>> START

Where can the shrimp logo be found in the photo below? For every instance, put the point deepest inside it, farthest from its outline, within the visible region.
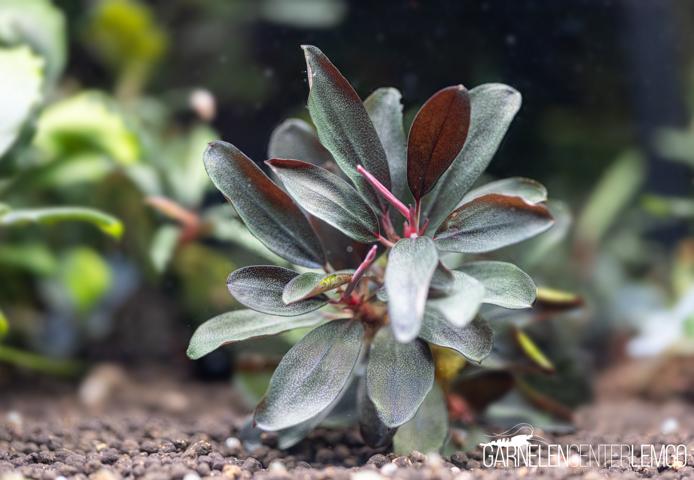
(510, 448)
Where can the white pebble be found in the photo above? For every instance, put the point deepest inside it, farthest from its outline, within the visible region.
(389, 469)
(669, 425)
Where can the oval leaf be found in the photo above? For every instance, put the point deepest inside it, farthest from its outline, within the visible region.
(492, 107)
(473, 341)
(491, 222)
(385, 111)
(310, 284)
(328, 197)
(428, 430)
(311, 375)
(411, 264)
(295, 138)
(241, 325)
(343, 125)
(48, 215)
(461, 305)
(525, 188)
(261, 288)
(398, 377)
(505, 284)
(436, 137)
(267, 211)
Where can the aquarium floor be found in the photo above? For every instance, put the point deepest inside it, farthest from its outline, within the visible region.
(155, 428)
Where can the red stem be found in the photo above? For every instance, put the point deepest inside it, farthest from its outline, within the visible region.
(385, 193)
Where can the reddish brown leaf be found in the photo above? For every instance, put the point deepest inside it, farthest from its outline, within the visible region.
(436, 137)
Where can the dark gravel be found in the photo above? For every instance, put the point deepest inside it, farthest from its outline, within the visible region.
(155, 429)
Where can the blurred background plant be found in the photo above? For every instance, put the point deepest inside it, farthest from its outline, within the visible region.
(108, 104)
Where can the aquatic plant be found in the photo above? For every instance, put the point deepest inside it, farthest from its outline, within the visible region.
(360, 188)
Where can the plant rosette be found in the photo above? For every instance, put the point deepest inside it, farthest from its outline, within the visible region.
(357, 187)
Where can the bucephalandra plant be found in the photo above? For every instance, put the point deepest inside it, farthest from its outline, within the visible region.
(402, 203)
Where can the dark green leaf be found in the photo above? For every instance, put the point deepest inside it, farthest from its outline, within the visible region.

>> END

Problem details:
Reproduce the material above in full and without alteration, but skip all pictures.

Solution to this exercise:
Where can the shrimp logo be found in the photo below? For every instance, put the point deepest inside it, farthest from its outline, within the visible region.
(510, 448)
Where can the white pebble be found in the photo above? For every instance, put the point deepest inside it, farthest from its outline, within the visible region.
(389, 469)
(669, 425)
Where can the oval leaf be found in the photo above? For every instance, put the point deepest inside it, farthest from its outline, within the visible region.
(492, 107)
(473, 341)
(491, 222)
(385, 111)
(310, 284)
(328, 197)
(428, 430)
(311, 375)
(411, 264)
(295, 138)
(241, 325)
(343, 125)
(48, 215)
(461, 305)
(525, 188)
(261, 288)
(398, 377)
(505, 284)
(436, 137)
(267, 211)
Where can the aquarium floor be found in the photo above? For every instance, put the point deepest inside it, farthest from its outline, within the visible region.
(155, 428)
Where can the red stem be found in the photo above? For every instance, put the point deepest inside it, farthest from its outline, within the visible region.
(385, 193)
Where can the reddish brown leaf be found in the photo above? For every instance, put the point deepest inside it, farthest from its outline, within the visible region.
(436, 137)
Where can the dark gravel be found in the photo above? For every instance, put the point deepest inside it, farthest from its outline, within the visible region.
(155, 429)
Where can the blurred background plant be found in the photo above? For every instance, put the point deepest inside it, farthest from its outline, within the visible region.
(108, 104)
Where can the aquatic plant be found in the photo above? For every instance, put the point deepest inside it, farthest from its outline, within the visible region.
(360, 188)
Where can the plant rosette be found in the photo above? For every instance, put the point deepest inside it, farthest from its outline, within the visible region.
(357, 187)
Where can the bucephalandra plant be found in the photo above? For every instance, put the point deepest inside it, farthest from its outline, within the visible region.
(402, 203)
Where can the dark green leaf be found in the photo above? For every instance, put the point deepest inside it, farthest from its outline, within the visible region.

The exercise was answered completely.